*GIVEN TASK*
Copy out the lines below, starting at the line containing "Category: green foliage" and running through the last line, with both ends included. Reproduce them unchanged.

⟨

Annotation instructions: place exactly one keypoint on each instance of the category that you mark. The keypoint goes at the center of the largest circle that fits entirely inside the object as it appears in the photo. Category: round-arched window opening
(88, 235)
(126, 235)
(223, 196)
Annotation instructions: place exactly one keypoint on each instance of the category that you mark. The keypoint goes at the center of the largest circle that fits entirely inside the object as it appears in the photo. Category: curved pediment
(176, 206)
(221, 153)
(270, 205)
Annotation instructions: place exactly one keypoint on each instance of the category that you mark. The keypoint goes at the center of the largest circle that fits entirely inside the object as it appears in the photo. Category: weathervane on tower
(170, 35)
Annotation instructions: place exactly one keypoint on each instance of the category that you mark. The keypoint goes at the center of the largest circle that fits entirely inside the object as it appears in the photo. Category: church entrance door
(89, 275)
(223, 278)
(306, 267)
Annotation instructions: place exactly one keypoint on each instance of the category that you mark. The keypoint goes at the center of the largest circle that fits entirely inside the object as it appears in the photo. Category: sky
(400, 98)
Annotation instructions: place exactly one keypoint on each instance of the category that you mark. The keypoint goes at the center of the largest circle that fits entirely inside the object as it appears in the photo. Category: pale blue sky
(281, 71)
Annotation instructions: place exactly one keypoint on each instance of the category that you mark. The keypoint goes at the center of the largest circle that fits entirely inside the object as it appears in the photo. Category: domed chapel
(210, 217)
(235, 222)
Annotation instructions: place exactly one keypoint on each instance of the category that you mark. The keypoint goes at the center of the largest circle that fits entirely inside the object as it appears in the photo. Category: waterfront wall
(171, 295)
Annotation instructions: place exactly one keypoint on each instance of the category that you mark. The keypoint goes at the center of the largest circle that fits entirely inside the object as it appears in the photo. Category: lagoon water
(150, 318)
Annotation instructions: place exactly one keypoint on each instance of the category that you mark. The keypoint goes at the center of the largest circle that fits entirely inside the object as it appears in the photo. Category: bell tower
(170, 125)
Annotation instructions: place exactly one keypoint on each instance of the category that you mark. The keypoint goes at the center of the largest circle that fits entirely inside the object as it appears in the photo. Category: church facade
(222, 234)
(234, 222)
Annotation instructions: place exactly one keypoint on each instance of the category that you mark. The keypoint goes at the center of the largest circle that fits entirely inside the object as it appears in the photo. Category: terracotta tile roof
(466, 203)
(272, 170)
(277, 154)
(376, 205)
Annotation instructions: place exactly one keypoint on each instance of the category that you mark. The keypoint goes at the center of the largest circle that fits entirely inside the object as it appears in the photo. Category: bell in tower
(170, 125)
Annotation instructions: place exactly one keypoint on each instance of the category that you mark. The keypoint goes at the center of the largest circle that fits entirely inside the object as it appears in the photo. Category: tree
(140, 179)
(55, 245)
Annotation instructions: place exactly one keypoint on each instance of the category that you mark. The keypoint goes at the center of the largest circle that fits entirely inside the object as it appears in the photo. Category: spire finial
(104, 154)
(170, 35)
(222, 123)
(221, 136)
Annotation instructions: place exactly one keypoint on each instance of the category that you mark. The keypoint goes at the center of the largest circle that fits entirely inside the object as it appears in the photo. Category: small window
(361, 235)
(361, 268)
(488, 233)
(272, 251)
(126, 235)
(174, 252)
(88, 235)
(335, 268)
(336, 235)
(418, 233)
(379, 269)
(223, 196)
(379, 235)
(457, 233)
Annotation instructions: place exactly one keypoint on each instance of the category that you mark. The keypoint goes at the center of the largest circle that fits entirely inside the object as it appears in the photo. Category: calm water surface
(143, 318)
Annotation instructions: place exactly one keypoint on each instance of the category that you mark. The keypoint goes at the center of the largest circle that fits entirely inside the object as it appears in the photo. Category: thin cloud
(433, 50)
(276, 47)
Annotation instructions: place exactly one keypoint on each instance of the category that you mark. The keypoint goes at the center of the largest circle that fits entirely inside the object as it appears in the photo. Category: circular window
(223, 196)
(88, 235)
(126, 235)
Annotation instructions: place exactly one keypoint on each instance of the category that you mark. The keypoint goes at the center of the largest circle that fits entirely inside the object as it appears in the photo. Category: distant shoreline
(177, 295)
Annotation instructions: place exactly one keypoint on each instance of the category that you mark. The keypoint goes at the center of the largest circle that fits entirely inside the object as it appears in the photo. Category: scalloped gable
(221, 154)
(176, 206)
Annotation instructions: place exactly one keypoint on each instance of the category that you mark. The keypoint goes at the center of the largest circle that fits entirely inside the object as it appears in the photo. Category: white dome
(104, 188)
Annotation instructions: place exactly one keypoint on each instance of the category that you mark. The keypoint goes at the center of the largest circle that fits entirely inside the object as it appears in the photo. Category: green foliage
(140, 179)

⟩

*SOLVED EXERCISE*
Annotation instructions: place exactly one keypoint on each instance of the category that you mark. The keypoint goes at the center of the largest circle that fits entirely inside the object as it appears in the photo. Category: green foliage
(140, 179)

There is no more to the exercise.